| Source document |
= = =

The average value of general housing, new and used, in coastal municipalities of the Balearics is 2,466 €/m², which represents a year-on-year increase of 8.6%, and Tinsa warns that “prices and spiking because of high demand and the revival of the construction sector, although the latter remains limited”.

Among the coastal municipalities with the highest prices are Sant Josep (3,700 €/m²), Santa Eulària (3,625 €/m²), Vila (3,398 €/m²), all in Ibiza, Calvià (3,346 €/m²); and Sant Antoni (3,066 €/m²); all above 3,000.

According to Tinsa, the average price of second homes in the Balearics is €6,000/m².
The Balearics has limited development activity, according to Tinsa. In 2021, sales have increased and prices have reached higher levels than in 2019.

The volume of new building approvals has contracted compared to pre-pandemic activity, with 3,057 in 2021, of which 2,513 were in coastal municipalities.

But demand for coastal properties remain high.
If 17,680 homes were sold in the Balearics as a whole in 2021, 15,817 were on the coast.
The majority of buyers are foreigners from Germany, the UK and countries in northern and central Europe. National demand is in the minority and mainly comes from Madrid, Barcelona and the Basque Country.

= = =

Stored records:
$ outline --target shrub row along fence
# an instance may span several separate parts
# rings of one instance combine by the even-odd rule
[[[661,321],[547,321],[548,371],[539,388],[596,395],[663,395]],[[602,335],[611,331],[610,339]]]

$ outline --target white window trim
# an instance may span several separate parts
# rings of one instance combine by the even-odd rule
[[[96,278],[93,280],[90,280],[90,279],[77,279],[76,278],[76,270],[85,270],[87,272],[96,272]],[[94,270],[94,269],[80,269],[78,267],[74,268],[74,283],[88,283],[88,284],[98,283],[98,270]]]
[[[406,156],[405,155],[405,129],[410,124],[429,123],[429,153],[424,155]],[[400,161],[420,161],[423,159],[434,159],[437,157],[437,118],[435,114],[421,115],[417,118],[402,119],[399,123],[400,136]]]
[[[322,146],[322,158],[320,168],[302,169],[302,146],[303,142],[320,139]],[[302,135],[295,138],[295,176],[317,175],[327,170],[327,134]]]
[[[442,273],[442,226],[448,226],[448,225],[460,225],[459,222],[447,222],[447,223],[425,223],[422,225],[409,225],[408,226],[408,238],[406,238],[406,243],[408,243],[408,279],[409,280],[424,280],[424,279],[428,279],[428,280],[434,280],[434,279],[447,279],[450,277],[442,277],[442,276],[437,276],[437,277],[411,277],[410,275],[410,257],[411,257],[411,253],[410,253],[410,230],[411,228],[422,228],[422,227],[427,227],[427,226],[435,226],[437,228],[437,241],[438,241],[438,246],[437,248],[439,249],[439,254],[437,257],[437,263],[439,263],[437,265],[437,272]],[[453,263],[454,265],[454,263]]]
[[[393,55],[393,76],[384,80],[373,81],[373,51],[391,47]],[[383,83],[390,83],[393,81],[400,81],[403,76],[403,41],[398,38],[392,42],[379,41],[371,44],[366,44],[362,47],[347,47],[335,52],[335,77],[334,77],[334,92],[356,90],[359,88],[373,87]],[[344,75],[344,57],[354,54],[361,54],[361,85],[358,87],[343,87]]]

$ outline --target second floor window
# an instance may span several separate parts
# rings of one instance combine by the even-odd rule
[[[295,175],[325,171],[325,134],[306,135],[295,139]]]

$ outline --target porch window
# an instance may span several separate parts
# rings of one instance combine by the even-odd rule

= = =

| Requirement 1 |
For the text on housing prices in the Balearics, decide whether each statement agrees with it: (a) New building approvals in 2021 rose above pre-pandemic activity. (b) Most homes sold in the Balearics in 2021 were on the coast. (c) National buyers make up the majority of demand. Answer yes or no for each, and quote the words of the text that decide it.
| Requirement 2 |
Quote from the text on housing prices in the Balearics the part that opens with the words containing "The volume of" and closes with "the Basque Country.".
| Requirement 3 |
Extend the text on housing prices in the Balearics, picking up after its last sentence.

| Written response 1 |
(a) No: "The volume of new building approvals has contracted compared to pre-pandemic activity"
(b) Yes: "If 17,680 homes were sold in the Balearics as a whole in 2021, 15,817 were on the coast."
(c) No: "National demand is in the minority"

| Written response 2 |
The volume of new building approvals has contracted compared to pre-pandemic activity, with 3,057 in 2021, of which 2,513 were in coastal municipalities.

But demand for coastal properties remain high.
If 17,680 homes were sold in the Balearics as a whole in 2021, 15,817 were on the coast.
The majority of buyers are foreigners from Germany, the UK and countries in northern and central Europe. National demand is in the minority and mainly comes from Madrid, Barcelona and the Basque Country.

| Written response 3 |
In Spain as a whole, the coastal market has recovered after the 2020 pandemic slowdown.
51% of the coastal areas have recovered the levels of activity of 2019. 86% of the 280 coastal municipalities analysed recorded annual increases in the price of first and second homes in the first quarter.

Ibiza is the only region where prices are rocketed, with average prices for new and used housing higher than those during the real estate boom of the first decade of the 2000s.

This is the case of the city of Ibiza, with an average price in the first quarter of 2022 which, according to Tinsa valuations, is 20% higher than the maximum of 2008; Santa Eulalia (+18%), Sant Josep de sa Talia (+16%) and Sant Antoni de Portmany (+9%). Capdepera and Soller, in Mallorca, are also above the 2007/2008 peak: 6 % and 1 %, respectively.